**ФРАГМЕНТ ТЕКСТА:**
В XIV веке опись делается лишь местами и притом ярко-красным цветом, подчеркивая контрастом зеленость санкира. Затем опись темнеет, делается более связной и коричневой, но остается мягкой, живописного характера, а рационализму XVI века соответствует жесткая, словно пером, гравюрного характера опись черной краской. В XVII веке наряду с описью, правда, не такой заметной, появляется отборка (в Греции появившаяся ранее), т.е. серия белильных штрихов вдоль контура, наподобие гравюрных теней. Нужно было сказать еще, что глаза, брови, волосы, борода и усы наводятся составом вроде санкира, но более темным, называемом рефтью. Далее идет плавка лиц, соответствующая в доличном пробелке. Светлые места личного - лоб, щеки, нос - покрываются жидкой краской телесного цвета, в состав которой входит охра или, по-иконописному, вохра; отсюда вся часть иконописания носит название вохрения. Цвет этого вохрения весьма меняется в зависимости от времени и стиля иконы: розовое, заревого оттенка в XIV веке, оно близится к коричнево-оранжевому в XV, буреет и желтеет в XVI, в XVII снова делается архаизированным - розовым, А в XVIII - белым, вероятно, в подражание пудре. Поэтому более правильными являются иные названия вохрения, не связывающие его с определенной краской, но не вошедшие в иконописный словарь, а именно - инкарнат, инкарнация, как передача французского и английского термина (carnation). Эта первая вохра жидко подбивается смесью, стоящей между нею и санкиром. Подбивка смягчает резкость перехода красок; тут же смесью мумии с охрой или киноварью делается подрумянка лица. Затем наводится вторая охра, тоже плавью, она светлее первой и покрывает первую плавь, подрумяна, часть подбивки. Затем накладывается третий слой в местах самых светлых, называемый иногда оживками. Наконец, повторяется опись черт лица, расчерчиваются волосы, а в местах наибольшей ударности, отчасти световой, отчасти же структурной, делаются белилами тонкие черточки и узкие полоски, называемые первые - движками, а вторые - отметинами; иногда и те и другие называются насечками.

**ВЫДЕРЖКИ ИЗ СТРОК:**
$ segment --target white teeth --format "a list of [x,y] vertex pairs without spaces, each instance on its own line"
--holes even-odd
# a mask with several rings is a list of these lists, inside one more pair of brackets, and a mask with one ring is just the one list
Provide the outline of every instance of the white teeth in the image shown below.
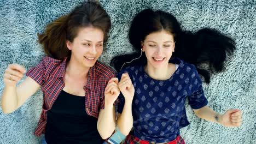
[[161,58],[161,59],[160,59],[160,58],[155,58],[154,57],[153,57],[154,59],[155,59],[155,61],[162,61],[164,59],[164,58]]
[[85,58],[88,59],[89,60],[94,60],[94,59],[95,59],[95,57],[91,58],[91,57],[85,57]]

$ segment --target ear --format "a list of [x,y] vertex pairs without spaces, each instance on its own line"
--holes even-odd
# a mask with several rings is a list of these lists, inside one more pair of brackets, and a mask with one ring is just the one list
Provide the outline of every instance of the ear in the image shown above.
[[172,50],[173,52],[174,51],[174,49],[175,49],[175,43],[176,43],[176,41],[174,42],[174,43],[173,43],[173,50]]
[[141,41],[141,50],[144,52],[144,43],[142,41]]
[[72,49],[72,43],[70,42],[68,40],[66,41],[66,44],[68,50],[71,50]]
[[144,43],[142,41],[141,41],[141,48],[144,48]]

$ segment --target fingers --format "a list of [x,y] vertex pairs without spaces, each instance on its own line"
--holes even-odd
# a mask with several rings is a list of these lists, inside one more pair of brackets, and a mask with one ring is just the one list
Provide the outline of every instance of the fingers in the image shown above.
[[[117,79],[118,82],[118,79]],[[105,88],[105,92],[109,93],[112,89],[115,89],[117,91],[119,91],[118,83],[116,82],[115,79],[111,79],[108,83],[108,85]],[[113,89],[114,88],[114,89]],[[112,90],[113,91],[113,90]]]
[[18,64],[9,64],[3,76],[4,82],[6,85],[13,85],[20,80],[24,76],[24,74],[26,72],[25,68]]
[[242,111],[237,109],[231,110],[234,112],[231,115],[231,122],[234,126],[239,127],[242,124]]
[[235,112],[231,115],[231,117],[239,117],[242,115],[242,111],[240,110],[238,110],[237,112]]
[[115,83],[118,84],[118,79],[117,77],[113,77],[111,79],[109,80],[108,81],[108,83],[110,83],[112,82],[114,82]]
[[130,88],[132,85],[132,81],[127,73],[123,74],[121,80],[118,83],[118,86],[120,89]]
[[232,122],[232,124],[236,127],[239,127],[242,125],[242,122]]

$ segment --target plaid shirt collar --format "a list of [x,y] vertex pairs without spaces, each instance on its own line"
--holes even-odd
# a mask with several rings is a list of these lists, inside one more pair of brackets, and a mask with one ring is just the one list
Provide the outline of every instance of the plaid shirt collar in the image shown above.
[[[53,73],[53,76],[57,78],[63,79],[65,75],[66,64],[67,57],[65,57],[61,64],[58,65]],[[61,60],[57,60],[61,61]],[[97,61],[96,63],[98,63]],[[84,87],[84,89],[88,88],[90,91],[94,91],[95,87],[96,76],[95,71],[95,64],[91,68],[90,68],[88,72],[88,78],[86,84]]]

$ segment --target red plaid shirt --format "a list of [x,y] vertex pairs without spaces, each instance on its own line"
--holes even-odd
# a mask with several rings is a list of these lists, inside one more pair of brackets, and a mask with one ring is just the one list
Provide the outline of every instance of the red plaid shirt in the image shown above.
[[[67,58],[63,61],[45,57],[37,65],[31,68],[27,76],[41,86],[44,93],[43,110],[34,135],[44,134],[46,124],[47,111],[51,109],[54,101],[64,88],[63,81]],[[100,109],[104,109],[104,92],[107,84],[115,72],[110,68],[97,61],[90,68],[85,91],[85,110],[91,116],[97,118]]]

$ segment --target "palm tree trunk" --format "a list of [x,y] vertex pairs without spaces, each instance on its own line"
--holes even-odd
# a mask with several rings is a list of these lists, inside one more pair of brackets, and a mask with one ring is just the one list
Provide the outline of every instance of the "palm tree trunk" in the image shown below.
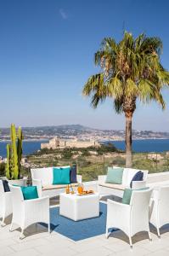
[[132,113],[126,113],[126,166],[132,167]]

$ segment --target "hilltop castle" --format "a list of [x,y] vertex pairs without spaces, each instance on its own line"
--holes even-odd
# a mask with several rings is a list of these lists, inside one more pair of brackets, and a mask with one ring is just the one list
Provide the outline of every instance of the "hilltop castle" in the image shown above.
[[100,147],[100,144],[96,141],[80,141],[80,140],[62,140],[59,137],[55,137],[49,140],[48,143],[42,143],[41,149],[56,149],[65,148],[88,148]]

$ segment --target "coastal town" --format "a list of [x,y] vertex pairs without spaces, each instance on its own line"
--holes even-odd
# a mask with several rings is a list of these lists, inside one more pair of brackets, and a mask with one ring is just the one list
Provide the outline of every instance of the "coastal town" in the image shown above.
[[[80,125],[57,126],[23,127],[25,140],[50,140],[59,137],[62,140],[76,141],[121,141],[125,138],[124,130],[100,130]],[[0,141],[9,140],[9,128],[0,128]],[[132,130],[132,139],[167,139],[169,132]]]

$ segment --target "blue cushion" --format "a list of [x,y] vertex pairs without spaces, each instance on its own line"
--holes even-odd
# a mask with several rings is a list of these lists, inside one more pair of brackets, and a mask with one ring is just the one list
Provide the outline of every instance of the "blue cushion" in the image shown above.
[[38,198],[37,186],[20,187],[24,200],[36,199]]
[[77,172],[77,168],[76,166],[73,166],[70,167],[70,179],[71,183],[77,183],[77,177],[76,177],[76,173]]
[[4,192],[10,191],[8,180],[3,179],[3,185]]
[[67,168],[59,168],[55,167],[53,170],[54,172],[54,178],[53,184],[70,184],[70,167]]
[[144,179],[144,172],[139,171],[132,177],[132,179],[130,183],[130,188],[132,186],[132,181],[142,181]]

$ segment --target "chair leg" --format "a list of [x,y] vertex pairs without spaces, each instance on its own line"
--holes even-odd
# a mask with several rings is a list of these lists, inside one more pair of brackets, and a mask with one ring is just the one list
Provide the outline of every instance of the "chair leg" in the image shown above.
[[1,223],[1,226],[2,227],[6,226],[6,224],[5,224],[5,218],[3,218],[3,220],[2,220],[2,223]]
[[106,227],[105,237],[107,239],[109,238],[109,232],[108,232],[108,228],[107,227]]
[[23,239],[24,238],[24,229],[21,229],[21,233],[20,236],[20,239]]
[[152,241],[152,238],[151,238],[151,235],[150,235],[149,230],[149,231],[148,231],[148,236],[149,236],[149,241]]
[[129,243],[130,243],[130,247],[132,249],[132,237],[129,236]]
[[50,223],[48,223],[48,234],[50,234]]
[[10,224],[9,232],[12,232],[12,229],[13,229],[13,223],[11,223]]
[[160,233],[160,229],[159,229],[159,227],[157,227],[156,230],[157,230],[157,235],[158,235],[158,237],[161,239],[161,233]]

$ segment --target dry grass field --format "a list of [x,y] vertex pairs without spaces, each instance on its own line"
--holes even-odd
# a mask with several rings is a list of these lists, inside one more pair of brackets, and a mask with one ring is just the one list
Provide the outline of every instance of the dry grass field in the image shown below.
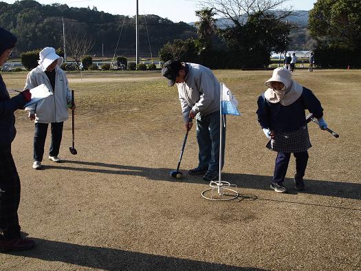
[[[276,153],[265,146],[256,99],[272,72],[215,72],[239,102],[228,116],[223,180],[239,197],[215,202],[197,176],[177,180],[185,131],[175,87],[160,72],[69,74],[76,148],[65,122],[61,164],[32,164],[34,124],[17,112],[12,153],[22,184],[22,230],[36,247],[0,254],[3,270],[361,270],[361,71],[296,71],[321,100],[336,139],[309,124],[307,189],[296,191],[292,159],[287,194],[269,188]],[[8,89],[26,74],[7,73]],[[48,133],[48,138],[50,134]],[[45,155],[50,146],[45,144]],[[190,133],[181,170],[197,163]]]

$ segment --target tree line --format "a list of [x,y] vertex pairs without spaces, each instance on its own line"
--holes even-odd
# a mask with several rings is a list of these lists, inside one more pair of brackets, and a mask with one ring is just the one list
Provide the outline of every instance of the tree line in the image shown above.
[[[41,5],[34,0],[17,1],[13,4],[0,2],[0,25],[17,36],[14,52],[17,55],[45,46],[63,47],[63,18],[65,37],[85,36],[92,41],[90,54],[102,55],[103,46],[105,55],[135,54],[135,17],[113,15],[99,12],[95,7],[91,9],[58,3]],[[149,43],[151,54],[157,56],[162,46],[168,41],[197,37],[194,27],[184,22],[173,23],[157,15],[141,15],[139,24],[140,55],[151,55]]]
[[[361,67],[360,0],[318,0],[309,12],[308,29],[287,21],[295,14],[292,9],[285,8],[285,2],[199,1],[201,8],[196,12],[199,21],[195,27],[157,15],[140,16],[140,54],[212,68],[264,67],[270,63],[271,52],[290,49],[295,30],[300,29],[305,39],[309,36],[312,39],[310,46],[316,65]],[[217,27],[215,17],[230,23]],[[88,54],[100,55],[102,45],[105,45],[105,54],[135,54],[135,17],[98,12],[95,7],[41,5],[34,0],[0,2],[0,25],[19,38],[18,54],[45,45],[61,47],[63,18],[69,40],[91,41]]]

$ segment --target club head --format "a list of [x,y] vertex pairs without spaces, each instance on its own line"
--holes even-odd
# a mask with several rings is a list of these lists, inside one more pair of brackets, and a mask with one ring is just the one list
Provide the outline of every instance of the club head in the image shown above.
[[169,173],[169,175],[172,176],[173,178],[180,179],[183,174],[180,171],[173,171]]
[[72,153],[73,155],[75,155],[76,154],[78,153],[78,152],[76,151],[76,149],[74,147],[69,147],[69,150],[70,151],[70,153]]
[[306,117],[306,122],[308,123],[312,120],[312,118],[314,118],[314,114],[312,113],[309,113]]

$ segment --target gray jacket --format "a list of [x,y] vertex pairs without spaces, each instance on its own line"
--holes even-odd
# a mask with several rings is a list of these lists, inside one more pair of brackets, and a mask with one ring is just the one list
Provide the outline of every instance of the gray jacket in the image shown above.
[[186,64],[186,81],[177,83],[185,122],[190,110],[204,116],[219,111],[221,95],[221,84],[210,69],[199,64]]
[[45,84],[54,94],[25,108],[30,113],[35,113],[35,122],[61,122],[68,118],[67,104],[72,102],[72,94],[69,89],[65,72],[58,65],[55,67],[55,91],[49,78],[40,66],[33,69],[28,74],[24,89],[32,89],[41,84]]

**ЦЕЛЬ ЗАДАНИЯ:** Можете изложить списком, короче, абзац фрагмента о технике иконописи, который начинается словами «В XIV веке опись делается», сохранив его основные факты?

**ПРАВИЛЬНЫЙ ОТВЕТ:**
- Опись: в XIV веке наносится лишь местами, ярко-красным, контрастом подчеркивая зеленость санкира. Затем она темнеет, становится связнее и коричневее, но остается мягкой, живописной. В XVI веке это жесткая, гравюрного характера опись черной краской.
- В XVII веке рядом с менее заметной описью появляется отборка (в Греции раньше). Это серия белильных штрихов вдоль контура.
- Глаза, брови, волосы, бороду и усы наводят рефтью, составом вроде санкира, но темнее.
- Плавка лиц соответствует пробелке в доличном. Лоб, щеки и нос покрывают жидкой телесной краской с охрой (вохрой), отсюда название «вохрение».
- Цвет вохрения по векам:
  - XIV: розовый, заревого оттенка;
  - XV: ближе к коричнево-оранжевому;
  - XVI: буреет и желтеет;
  - XVII: снова розовый;
  - XVIII: белый, вероятно в подражание пудре.
- Поэтому правильнее названия «инкарнат» и «инкарнация» (от carnation), не связанные с определенной краской, но не вошедшие в иконописный словарь.
- Первую вохру жидко подбивают смесью, средней между ней и санкиром, чтобы смягчить переход красок. Подрумянку делают смесью мумии с охрой или киноварью.
- Вторую, более светлую охру наводят плавью. Она покрывает первую плавь, подрумяну и часть подбивки.
- Третий слой кладут в самых светлых местах, его иногда называют оживками.
- В конце повторяют опись черт лица и расчерчивают волосы. В местах наибольшей ударности белилами наносят тонкие черточки (движки) и узкие полоски (отметины). Иногда и те и другие называют насечками.